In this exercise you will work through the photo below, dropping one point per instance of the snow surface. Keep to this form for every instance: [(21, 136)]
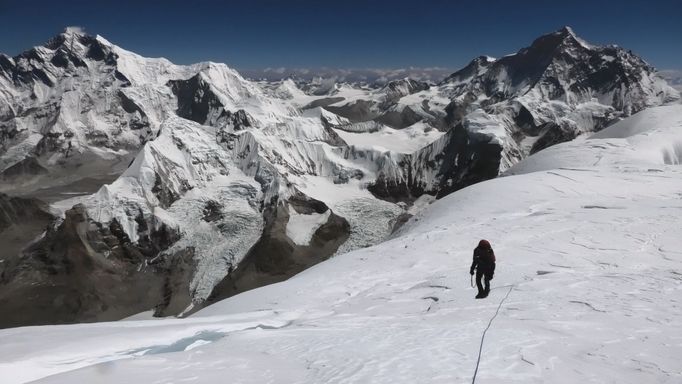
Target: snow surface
[(588, 286), (407, 140)]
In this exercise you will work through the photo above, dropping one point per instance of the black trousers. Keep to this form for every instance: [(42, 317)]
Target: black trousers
[(480, 274)]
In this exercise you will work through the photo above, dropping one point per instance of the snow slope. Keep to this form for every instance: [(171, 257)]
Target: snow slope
[(587, 289)]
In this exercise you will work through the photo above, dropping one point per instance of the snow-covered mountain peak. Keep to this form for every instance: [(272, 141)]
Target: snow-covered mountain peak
[(206, 173)]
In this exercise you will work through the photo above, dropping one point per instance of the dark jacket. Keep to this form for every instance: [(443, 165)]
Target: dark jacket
[(484, 260)]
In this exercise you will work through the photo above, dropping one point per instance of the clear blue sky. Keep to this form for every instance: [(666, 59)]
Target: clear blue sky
[(257, 34)]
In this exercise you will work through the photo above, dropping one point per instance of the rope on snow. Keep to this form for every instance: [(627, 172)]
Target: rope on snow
[(480, 349)]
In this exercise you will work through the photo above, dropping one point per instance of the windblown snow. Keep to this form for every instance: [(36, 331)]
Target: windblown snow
[(588, 288)]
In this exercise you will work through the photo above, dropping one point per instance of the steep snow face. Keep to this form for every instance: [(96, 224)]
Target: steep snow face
[(587, 288), (206, 164), (555, 90)]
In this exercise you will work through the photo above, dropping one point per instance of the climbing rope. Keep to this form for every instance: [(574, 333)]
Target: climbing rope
[(480, 349)]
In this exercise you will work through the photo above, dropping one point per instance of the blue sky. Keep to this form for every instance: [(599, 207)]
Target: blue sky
[(258, 34)]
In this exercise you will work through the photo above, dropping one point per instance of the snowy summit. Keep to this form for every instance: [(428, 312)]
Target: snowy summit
[(181, 223)]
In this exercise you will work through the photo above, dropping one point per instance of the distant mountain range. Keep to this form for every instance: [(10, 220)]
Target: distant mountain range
[(133, 184)]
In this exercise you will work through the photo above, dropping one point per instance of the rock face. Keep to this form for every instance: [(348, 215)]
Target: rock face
[(171, 186)]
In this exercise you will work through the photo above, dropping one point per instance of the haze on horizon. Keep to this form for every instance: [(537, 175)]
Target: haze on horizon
[(268, 36)]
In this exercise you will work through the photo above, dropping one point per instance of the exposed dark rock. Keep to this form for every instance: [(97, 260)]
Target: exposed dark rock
[(275, 257), (82, 272)]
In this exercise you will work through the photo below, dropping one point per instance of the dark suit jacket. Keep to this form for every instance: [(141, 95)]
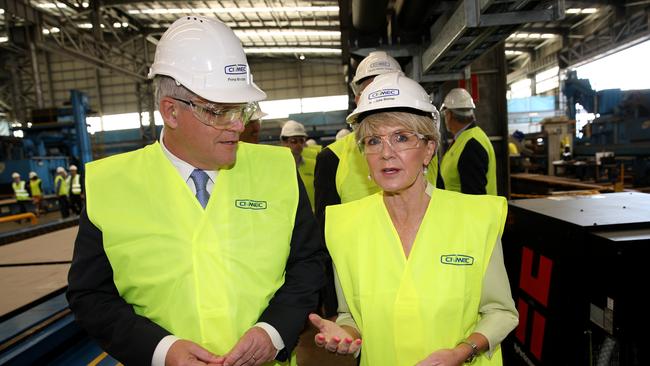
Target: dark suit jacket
[(132, 339)]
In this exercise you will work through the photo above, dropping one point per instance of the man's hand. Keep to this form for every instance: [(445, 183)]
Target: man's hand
[(187, 353), (335, 338), (254, 348)]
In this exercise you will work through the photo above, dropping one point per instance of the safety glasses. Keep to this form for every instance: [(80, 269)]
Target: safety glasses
[(220, 116)]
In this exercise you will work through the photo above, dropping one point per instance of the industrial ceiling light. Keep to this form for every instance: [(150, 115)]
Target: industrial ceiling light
[(281, 9), (299, 50)]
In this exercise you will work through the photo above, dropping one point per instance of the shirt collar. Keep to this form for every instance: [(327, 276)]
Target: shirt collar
[(184, 168), (463, 129)]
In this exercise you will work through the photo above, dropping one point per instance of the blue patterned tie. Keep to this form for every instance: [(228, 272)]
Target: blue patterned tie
[(200, 179)]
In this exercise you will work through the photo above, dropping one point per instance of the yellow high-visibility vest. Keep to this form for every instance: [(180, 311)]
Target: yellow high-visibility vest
[(75, 184), (449, 162), (35, 186), (352, 180), (64, 189), (20, 191), (407, 308), (306, 170), (203, 274)]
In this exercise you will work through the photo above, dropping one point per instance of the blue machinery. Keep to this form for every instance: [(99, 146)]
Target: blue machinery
[(58, 137)]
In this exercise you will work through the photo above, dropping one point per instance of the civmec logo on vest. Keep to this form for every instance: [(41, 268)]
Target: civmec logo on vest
[(236, 69), (457, 259), (250, 204), (383, 93)]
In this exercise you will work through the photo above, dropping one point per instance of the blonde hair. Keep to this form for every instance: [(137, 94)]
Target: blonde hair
[(424, 125)]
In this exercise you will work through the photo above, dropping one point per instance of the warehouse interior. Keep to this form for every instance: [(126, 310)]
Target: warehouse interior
[(561, 88)]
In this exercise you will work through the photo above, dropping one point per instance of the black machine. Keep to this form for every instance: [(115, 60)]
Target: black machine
[(577, 267)]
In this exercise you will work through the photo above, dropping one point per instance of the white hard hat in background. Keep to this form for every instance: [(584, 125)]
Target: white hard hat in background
[(393, 91), (376, 63), (342, 133), (459, 98), (293, 128), (206, 57)]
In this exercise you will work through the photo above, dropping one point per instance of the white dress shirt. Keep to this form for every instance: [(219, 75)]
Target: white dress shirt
[(185, 170)]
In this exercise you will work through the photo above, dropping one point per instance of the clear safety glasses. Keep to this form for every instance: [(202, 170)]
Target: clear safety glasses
[(220, 116), (398, 141)]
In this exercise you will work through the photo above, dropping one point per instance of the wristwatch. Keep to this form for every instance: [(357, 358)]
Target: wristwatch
[(474, 347)]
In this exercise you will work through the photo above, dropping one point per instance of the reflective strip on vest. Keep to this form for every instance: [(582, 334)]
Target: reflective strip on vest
[(406, 308), (203, 275), (20, 191), (75, 185), (352, 172), (35, 186), (449, 163), (306, 170)]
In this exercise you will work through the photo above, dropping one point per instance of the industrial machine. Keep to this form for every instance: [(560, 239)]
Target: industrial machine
[(622, 127), (577, 269), (55, 137)]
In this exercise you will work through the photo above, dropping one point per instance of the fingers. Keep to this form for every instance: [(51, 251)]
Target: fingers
[(317, 321), (203, 355)]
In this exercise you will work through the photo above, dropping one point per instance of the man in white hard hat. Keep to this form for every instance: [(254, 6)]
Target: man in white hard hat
[(469, 164), (293, 136), (341, 173), (187, 252), (61, 190), (21, 192), (36, 190), (75, 189)]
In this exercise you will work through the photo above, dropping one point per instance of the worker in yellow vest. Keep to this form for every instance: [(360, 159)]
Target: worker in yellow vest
[(62, 190), (420, 269), (341, 172), (293, 136), (20, 192), (469, 164), (187, 252), (75, 189), (36, 189)]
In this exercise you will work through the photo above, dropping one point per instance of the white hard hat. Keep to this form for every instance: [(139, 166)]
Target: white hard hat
[(342, 133), (392, 90), (376, 63), (206, 57), (459, 100), (293, 128)]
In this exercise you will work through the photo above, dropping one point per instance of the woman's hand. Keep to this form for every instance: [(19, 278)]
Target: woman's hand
[(334, 338), (444, 357)]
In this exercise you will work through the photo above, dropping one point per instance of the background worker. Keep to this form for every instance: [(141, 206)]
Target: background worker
[(341, 172), (36, 189), (206, 261), (469, 164), (62, 189), (251, 132), (76, 190), (293, 136), (20, 192), (396, 252)]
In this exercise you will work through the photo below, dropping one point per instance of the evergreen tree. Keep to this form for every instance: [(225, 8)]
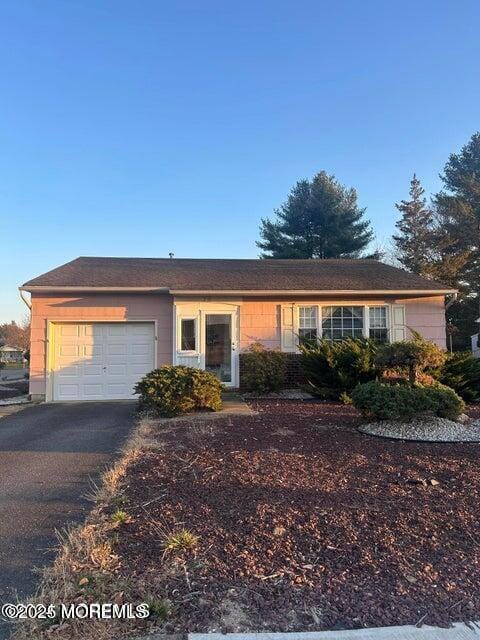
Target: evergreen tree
[(458, 216), (320, 219), (413, 245), (457, 209)]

::::::::

Task requirements
Copy out every line starting at the line containing "instance: [(141, 206)]" and ending at the line containing "192), (396, 252)]", shifting each answer point by adding 24 to both of its coordinates. Only the answer coordinates change; every other line and number stays the same.

Output for this task
In this exercise you will work through the photo above, dropping one point per instance of the background worker. Keep to this form for every instance: [(141, 206)]
Target: background worker
[(365, 196), (60, 213), (230, 285), (493, 188), (86, 213), (275, 156), (100, 214), (317, 160), (44, 216), (420, 276)]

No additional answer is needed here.